Material to process Block Start
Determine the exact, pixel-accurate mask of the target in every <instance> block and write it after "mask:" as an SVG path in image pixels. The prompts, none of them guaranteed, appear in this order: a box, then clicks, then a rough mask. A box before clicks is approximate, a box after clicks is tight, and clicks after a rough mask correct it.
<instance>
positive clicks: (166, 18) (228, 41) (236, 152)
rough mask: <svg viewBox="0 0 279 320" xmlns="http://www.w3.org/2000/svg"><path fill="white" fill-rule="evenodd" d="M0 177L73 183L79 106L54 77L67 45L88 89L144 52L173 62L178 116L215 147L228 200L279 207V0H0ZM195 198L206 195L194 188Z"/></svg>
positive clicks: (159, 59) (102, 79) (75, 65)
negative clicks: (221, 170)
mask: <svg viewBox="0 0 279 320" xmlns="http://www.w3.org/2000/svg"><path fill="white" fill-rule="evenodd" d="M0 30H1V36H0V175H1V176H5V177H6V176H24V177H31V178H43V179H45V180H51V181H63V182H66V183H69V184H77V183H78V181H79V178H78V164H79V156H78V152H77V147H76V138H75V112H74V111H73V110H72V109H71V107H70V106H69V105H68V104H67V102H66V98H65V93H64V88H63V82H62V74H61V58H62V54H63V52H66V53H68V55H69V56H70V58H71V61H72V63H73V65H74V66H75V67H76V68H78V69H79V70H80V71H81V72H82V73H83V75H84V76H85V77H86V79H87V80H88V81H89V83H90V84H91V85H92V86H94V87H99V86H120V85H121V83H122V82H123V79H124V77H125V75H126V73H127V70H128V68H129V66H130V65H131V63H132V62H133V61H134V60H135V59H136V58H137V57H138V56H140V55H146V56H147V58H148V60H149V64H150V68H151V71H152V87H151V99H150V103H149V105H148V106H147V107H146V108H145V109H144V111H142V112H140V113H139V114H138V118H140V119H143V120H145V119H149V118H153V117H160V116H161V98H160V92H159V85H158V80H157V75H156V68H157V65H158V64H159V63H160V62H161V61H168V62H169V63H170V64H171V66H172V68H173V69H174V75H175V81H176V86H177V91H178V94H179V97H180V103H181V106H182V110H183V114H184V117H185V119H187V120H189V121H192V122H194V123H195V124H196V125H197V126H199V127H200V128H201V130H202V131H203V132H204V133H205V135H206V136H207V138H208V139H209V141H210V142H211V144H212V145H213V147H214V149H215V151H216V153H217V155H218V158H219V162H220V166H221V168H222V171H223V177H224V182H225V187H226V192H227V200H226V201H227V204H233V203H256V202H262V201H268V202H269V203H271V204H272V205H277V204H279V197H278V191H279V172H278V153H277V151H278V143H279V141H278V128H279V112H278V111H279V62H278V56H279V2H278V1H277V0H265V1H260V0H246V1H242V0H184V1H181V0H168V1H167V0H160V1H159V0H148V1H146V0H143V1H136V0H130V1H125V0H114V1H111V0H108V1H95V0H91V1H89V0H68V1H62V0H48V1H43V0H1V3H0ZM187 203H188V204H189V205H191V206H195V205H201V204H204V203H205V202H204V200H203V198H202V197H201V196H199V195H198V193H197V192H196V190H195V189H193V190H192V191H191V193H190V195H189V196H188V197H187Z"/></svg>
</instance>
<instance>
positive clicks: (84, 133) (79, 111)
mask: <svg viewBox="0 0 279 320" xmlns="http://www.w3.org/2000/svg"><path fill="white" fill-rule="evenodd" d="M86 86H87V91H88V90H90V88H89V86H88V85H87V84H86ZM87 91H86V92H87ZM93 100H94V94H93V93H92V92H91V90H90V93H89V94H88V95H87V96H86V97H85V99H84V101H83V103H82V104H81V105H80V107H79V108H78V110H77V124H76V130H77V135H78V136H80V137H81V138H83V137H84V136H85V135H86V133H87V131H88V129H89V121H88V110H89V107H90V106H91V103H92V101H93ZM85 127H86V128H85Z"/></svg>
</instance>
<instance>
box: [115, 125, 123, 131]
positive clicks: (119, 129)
Material to process Block End
- **Requirement**
Every record, restated word for word, should make up your reply.

- **Exercise response**
Determine the exact, pixel-accurate mask of the target in every <instance> block and write it after "mask:" as an SVG path in image pixels. The prompts, none of them guaranteed, appear in this order: a box, then clicks, then a rough mask. A box before clicks is approximate, a box after clicks is tight, and clicks after a rough mask correct it.
<instance>
positive clicks: (166, 18) (228, 41) (236, 152)
rough mask: <svg viewBox="0 0 279 320" xmlns="http://www.w3.org/2000/svg"><path fill="white" fill-rule="evenodd" d="M0 177L73 183L79 106L54 77L67 45L88 89L144 52L173 62L178 116L215 147L228 200L279 207V0H0ZM195 198L206 195L194 188Z"/></svg>
positive clicks: (159, 59) (102, 79) (75, 65)
negative clicks: (221, 170)
mask: <svg viewBox="0 0 279 320" xmlns="http://www.w3.org/2000/svg"><path fill="white" fill-rule="evenodd" d="M0 30H1V36H0V175H1V176H5V177H6V176H24V177H31V178H43V179H45V180H51V181H63V182H66V183H69V184H77V183H78V181H79V178H78V164H79V156H78V152H77V147H76V138H75V112H74V111H73V110H72V109H71V107H70V106H69V105H68V104H67V102H66V98H65V93H64V88H63V82H62V74H61V58H62V54H63V52H66V53H68V55H69V56H70V58H71V61H72V63H73V65H74V66H75V67H76V68H78V69H79V70H80V71H81V72H82V73H83V75H84V76H85V77H86V79H87V80H88V81H89V83H90V84H91V85H92V86H94V87H99V86H120V85H121V83H122V82H123V79H124V77H125V75H126V73H127V70H128V68H129V66H130V65H131V63H132V62H133V61H134V60H135V59H136V58H137V57H138V56H140V55H146V56H147V58H148V60H149V64H150V68H151V71H152V87H151V99H150V103H149V105H148V106H147V107H146V108H145V109H144V111H142V112H140V113H139V114H138V118H140V119H143V120H145V119H149V118H153V117H160V116H161V98H160V92H159V85H158V80H157V75H156V68H157V65H158V64H159V63H160V62H161V61H168V62H169V63H170V64H171V66H172V68H173V69H174V75H175V81H176V86H177V91H178V94H179V97H180V103H181V106H182V110H183V114H184V117H185V119H187V120H189V121H192V122H194V123H195V124H196V125H197V126H199V127H200V128H201V130H202V131H203V132H204V133H205V135H206V136H207V138H208V139H209V141H210V142H211V144H212V145H213V147H214V149H215V151H216V153H217V155H218V158H219V162H220V166H221V168H222V171H223V177H224V182H225V187H226V192H227V200H226V201H227V204H233V203H256V202H262V201H268V202H269V203H271V204H272V205H277V204H279V197H278V191H279V172H278V153H277V151H278V143H279V141H278V128H279V112H278V111H279V62H278V56H279V2H278V1H277V0H265V1H260V0H246V1H242V0H184V1H181V0H168V1H167V0H160V1H159V0H148V1H146V0H143V1H136V0H130V1H125V0H114V1H111V0H108V1H95V0H91V1H89V0H68V1H62V0H48V1H43V0H1V3H0ZM187 203H188V204H189V205H191V206H195V205H201V204H204V203H205V202H204V200H203V198H202V197H201V196H199V195H198V193H197V192H196V190H195V189H193V190H192V191H191V193H190V195H189V196H188V197H187Z"/></svg>
</instance>
<instance>
positive clicks: (84, 133) (79, 111)
mask: <svg viewBox="0 0 279 320" xmlns="http://www.w3.org/2000/svg"><path fill="white" fill-rule="evenodd" d="M86 86H87V91H88V90H90V88H89V86H88V85H87V84H86ZM87 91H86V92H87ZM93 100H94V94H93V93H92V92H91V90H90V93H89V94H88V95H87V96H86V97H85V99H84V101H83V103H82V104H81V105H80V107H79V108H78V110H77V124H76V130H77V135H78V136H80V137H81V138H83V137H84V136H85V135H86V133H87V131H88V129H89V121H88V110H89V107H90V106H91V103H92V101H93ZM85 127H86V128H85Z"/></svg>
</instance>
<instance>
box: [115, 125, 123, 131]
positive clicks: (119, 129)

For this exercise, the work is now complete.